# Data extracts:
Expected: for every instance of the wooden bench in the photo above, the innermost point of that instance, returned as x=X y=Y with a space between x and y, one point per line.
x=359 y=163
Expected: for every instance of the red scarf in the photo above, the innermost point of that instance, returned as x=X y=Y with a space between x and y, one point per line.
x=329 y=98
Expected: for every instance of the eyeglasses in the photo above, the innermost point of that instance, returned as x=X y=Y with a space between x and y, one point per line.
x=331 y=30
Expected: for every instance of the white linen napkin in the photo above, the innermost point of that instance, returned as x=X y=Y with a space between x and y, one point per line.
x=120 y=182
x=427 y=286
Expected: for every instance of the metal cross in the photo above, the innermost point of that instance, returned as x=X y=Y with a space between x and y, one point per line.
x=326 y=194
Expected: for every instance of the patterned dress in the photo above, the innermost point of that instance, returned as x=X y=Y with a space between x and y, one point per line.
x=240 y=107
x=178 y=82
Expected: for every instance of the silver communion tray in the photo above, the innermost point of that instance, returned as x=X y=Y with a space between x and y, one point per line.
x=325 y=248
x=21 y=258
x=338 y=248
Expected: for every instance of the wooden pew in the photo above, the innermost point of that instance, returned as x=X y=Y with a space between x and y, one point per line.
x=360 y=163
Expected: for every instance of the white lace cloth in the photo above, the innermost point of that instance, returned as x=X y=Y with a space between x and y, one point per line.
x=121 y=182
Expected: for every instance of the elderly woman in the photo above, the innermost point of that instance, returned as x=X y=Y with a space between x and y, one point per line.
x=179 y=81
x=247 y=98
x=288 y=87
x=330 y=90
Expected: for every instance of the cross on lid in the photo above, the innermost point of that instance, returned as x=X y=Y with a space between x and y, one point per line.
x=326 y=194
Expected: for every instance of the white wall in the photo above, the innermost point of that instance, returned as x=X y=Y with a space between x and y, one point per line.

# Work required:
Please print the lines from the one containing "Expected: for every instance of the cross" through the last line of the material, exactly, and leave out all other lines.

# Response box:
Expected: for every instance of the cross on lid in the photo above, the innermost point of that instance, returned as x=X y=Y with a space between x and y, one point per line.
x=326 y=194
Expected: for every instance of the white wall in the photo above, the innermost point of that instance, returned as x=X y=Y with a space between x and y, one point per line.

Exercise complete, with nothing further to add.